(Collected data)
+++
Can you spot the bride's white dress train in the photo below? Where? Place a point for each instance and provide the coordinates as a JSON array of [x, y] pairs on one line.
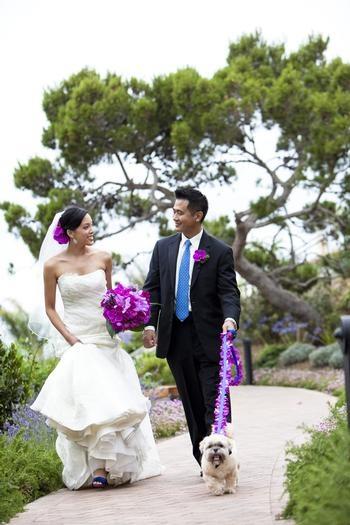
[[93, 397]]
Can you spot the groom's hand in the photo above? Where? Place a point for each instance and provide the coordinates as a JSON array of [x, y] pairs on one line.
[[229, 324], [149, 338]]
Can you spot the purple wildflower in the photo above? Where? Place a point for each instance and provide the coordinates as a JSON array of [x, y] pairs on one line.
[[200, 256]]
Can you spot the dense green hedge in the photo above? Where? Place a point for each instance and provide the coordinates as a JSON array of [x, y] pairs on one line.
[[318, 475]]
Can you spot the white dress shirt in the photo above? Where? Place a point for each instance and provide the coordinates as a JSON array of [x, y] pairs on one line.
[[194, 246]]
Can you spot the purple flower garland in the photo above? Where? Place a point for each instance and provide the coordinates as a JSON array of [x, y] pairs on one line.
[[229, 357], [60, 235]]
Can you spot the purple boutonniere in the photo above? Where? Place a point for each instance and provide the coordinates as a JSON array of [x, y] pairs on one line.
[[200, 256]]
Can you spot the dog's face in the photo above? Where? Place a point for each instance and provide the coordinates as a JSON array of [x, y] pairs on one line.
[[216, 449]]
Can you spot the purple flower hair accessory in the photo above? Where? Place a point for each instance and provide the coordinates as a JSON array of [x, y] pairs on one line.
+++
= Stated goal =
Please arrange all of the data above as a numbered list, skipping blank lines and leaving the pictures out.

= Worked answer =
1. Can you spot the bride's white dress train in the photo below? Where? Place a point for each instance and provide the coordinates as a JSON array of [x, y] pairs on one line.
2. [[93, 397]]
3. Can you spot the groom's hand in the photo above? Where? Place a point for each instance and provide the coordinates as a JSON array of [x, y] pairs on one line.
4. [[229, 324], [149, 338]]
5. Can you spot the purple wildflower in the photo above? Where? Place a point for each instance and provide the coordinates as a JSON array of [x, y] pairs on one line.
6. [[200, 256]]
7. Can you spot the dense green hedge in the photo above? Where? Place a point for each instance and provide the coordinates as a JSON array of [x, y] pairs on one line.
8. [[318, 475]]
9. Can you spot the white dress shirt in the photo above? Where? Place a point for each instance and provide the coordinates as a JSON array of [x, y] pairs on one line.
10. [[194, 246]]
11. Can you spot the purple flower garland in the photo above? Where? Place a point for each instance and provide the coordinates as a JSON array of [x, y] pairs on one line.
12. [[229, 357], [60, 235]]
13. Can you spot the purple boutonniere in the photo above? Where? Place a point for each instance and provide the coordinates as a JSON array of [x, y] pairs on one line.
14. [[200, 256]]
15. Can you spot the dog's face in the photo above? Where? Place a point for each instance and provide the coordinates as a JSON array of [x, y] pairs on one line.
16. [[216, 449]]
17. Can you spot the purple flower hair accessory in the photo above? Where? Place a point for each instance and provide the coordinates as a JSON array of [x, y] pairs on one line.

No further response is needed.